*Requirement A*.
Answer these questions about the excerpt on the RRI model setup:
(i) What range value is given for the spherical variogram model?
(ii) What Manning's n value is listed for Cropland?
(iii) What soil depth is given for Sandy clay?

— Start of Excerpt provided —

The spherical variogram model parameters are followed by the nugget variance ($C_0$) 0.425, the partial sill ($C$) 1.404, and the range ($a$) 0.545. The model’s coefficients were used to estimate the weight through Equation (1) with two different geostatistical methods: simple kriging and ordinary kriging.

3.2. Simulation Model Setup

The RRI model’s input data comprises three data types: rainfall, topography, and landuse/soil type. The hydrological parameters were recommended from previous studies [45], which are based on calibration in previous RRI modeling studies [46].

Table 1. Landuse type is related to the n’s Manning coefficient.

Landuse Type	n’s Manning
Forest	0.50
Deforestation	0.40
Grasslands	0.30
Cropland	0.35
Urban and Build-up	0.05
Water bodies	0.04

shows Manning’s roughness coefficient related to the landuse type for the flow routing processes in the RRI model.

Table 2. Soil type is related to soil parameters for the RRI model.

Soil Type	Soil Depth, m	Saturated Hydraulic Conductivity (ka), cm/h	Beta, ka/kc	Green-Ampt Parameter
				Ksv, cm/h	Porosity	Capillary Head, cm
Clay	1.0	0.462		0.06	0.475	31.63
Clay loam	1.0	0.882		0.20	0.464	20.88
Loam	1.0	2.500		1.32	0.463	8.89
Sandy clay	2.0	0.781		0.12	0.430	23.90
Sandy clay loam	1.5	2.272		0.30	0.398	21.85
Sandy loam	1.5	12.443		2.18	0.453	11.01
Silty clay	1.0	0.366		0.10	0.430	29.22
Silty loam	1.0	2.591		0.68	0.501	16.68
Stone	1.5	-		-	-	-

presents the Green-Amp parameter related to the soil type for the infiltration processes in the RRI model. These parameters were applied to simulate runoff through the RRI model in the rainfall distribution scenarios.

— End of Excerpt provided —
— Start of Data section —

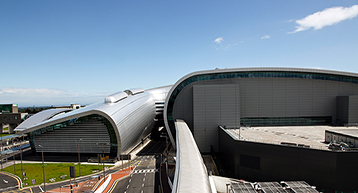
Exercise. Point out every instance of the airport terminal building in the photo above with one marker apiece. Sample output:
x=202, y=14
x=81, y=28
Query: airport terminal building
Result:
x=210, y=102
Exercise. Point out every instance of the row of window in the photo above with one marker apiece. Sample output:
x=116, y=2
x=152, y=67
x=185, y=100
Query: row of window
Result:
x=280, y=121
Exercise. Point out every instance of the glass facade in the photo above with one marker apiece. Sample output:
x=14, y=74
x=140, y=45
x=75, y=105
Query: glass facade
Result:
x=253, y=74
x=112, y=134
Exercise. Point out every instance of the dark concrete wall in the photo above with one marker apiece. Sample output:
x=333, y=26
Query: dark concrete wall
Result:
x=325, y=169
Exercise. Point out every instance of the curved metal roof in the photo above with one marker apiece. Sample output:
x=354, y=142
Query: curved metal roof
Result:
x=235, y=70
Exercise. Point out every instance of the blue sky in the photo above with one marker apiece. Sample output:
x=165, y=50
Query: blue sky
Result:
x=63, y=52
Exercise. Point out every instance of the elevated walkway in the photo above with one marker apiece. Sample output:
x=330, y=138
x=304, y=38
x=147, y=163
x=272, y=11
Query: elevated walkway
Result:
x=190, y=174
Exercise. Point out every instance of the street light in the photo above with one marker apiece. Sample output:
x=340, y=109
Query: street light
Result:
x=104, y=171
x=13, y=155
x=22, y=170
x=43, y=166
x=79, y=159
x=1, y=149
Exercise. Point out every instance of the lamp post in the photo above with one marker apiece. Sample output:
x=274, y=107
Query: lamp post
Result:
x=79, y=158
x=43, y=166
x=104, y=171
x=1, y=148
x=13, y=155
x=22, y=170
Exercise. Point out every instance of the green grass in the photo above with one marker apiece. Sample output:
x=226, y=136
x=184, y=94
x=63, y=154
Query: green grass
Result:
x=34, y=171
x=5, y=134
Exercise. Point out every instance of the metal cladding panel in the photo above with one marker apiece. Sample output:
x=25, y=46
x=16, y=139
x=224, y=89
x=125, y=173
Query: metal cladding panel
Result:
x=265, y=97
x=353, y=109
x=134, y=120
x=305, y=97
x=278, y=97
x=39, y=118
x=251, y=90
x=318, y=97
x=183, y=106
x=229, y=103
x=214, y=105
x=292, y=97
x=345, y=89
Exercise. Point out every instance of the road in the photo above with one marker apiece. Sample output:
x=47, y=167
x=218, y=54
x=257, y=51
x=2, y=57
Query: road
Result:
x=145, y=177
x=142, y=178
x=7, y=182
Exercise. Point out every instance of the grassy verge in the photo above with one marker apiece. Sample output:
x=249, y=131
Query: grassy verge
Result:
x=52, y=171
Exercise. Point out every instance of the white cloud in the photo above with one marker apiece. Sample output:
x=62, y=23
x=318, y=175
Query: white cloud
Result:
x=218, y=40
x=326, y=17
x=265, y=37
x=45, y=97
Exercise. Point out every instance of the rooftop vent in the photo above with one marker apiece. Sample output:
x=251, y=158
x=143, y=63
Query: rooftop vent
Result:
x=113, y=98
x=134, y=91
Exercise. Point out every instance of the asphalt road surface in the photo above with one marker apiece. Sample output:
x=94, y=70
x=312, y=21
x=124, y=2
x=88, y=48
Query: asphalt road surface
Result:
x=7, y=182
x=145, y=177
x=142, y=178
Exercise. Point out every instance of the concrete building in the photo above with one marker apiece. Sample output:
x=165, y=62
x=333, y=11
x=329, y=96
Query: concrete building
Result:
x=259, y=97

— End of Data section —

*Requirement B*. Please copy the entries, starting at their beginning and ending at the line that contains "x=280, y=121". Leave the pictures out.

*Correct output A*.
(i) 0.545
(ii) 0.35
(iii) 2.0 m

*Correct output B*.
Exercise. Point out every instance of the airport terminal building in the photo above with one marker apiece. Sample output:
x=202, y=14
x=81, y=28
Query: airport terminal building
Result:
x=210, y=102
Exercise. Point out every instance of the row of window in the photo above with one marker apiece. Sample output:
x=116, y=2
x=152, y=67
x=185, y=100
Query: row of window
Result:
x=280, y=121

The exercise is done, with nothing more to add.